◆ Task prompt:
List each line in the records that has the word "flower" in it.

[Excerpts of annotation records]
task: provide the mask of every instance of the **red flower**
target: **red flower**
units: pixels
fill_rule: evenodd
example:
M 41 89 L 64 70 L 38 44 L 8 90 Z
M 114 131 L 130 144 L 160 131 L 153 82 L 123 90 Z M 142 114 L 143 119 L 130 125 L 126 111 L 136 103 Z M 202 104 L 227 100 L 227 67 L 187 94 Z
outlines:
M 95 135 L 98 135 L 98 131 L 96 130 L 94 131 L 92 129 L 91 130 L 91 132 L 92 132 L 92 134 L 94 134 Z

◆ Problem solution:
task: provide the mask of every instance of the **red flower**
target: **red flower**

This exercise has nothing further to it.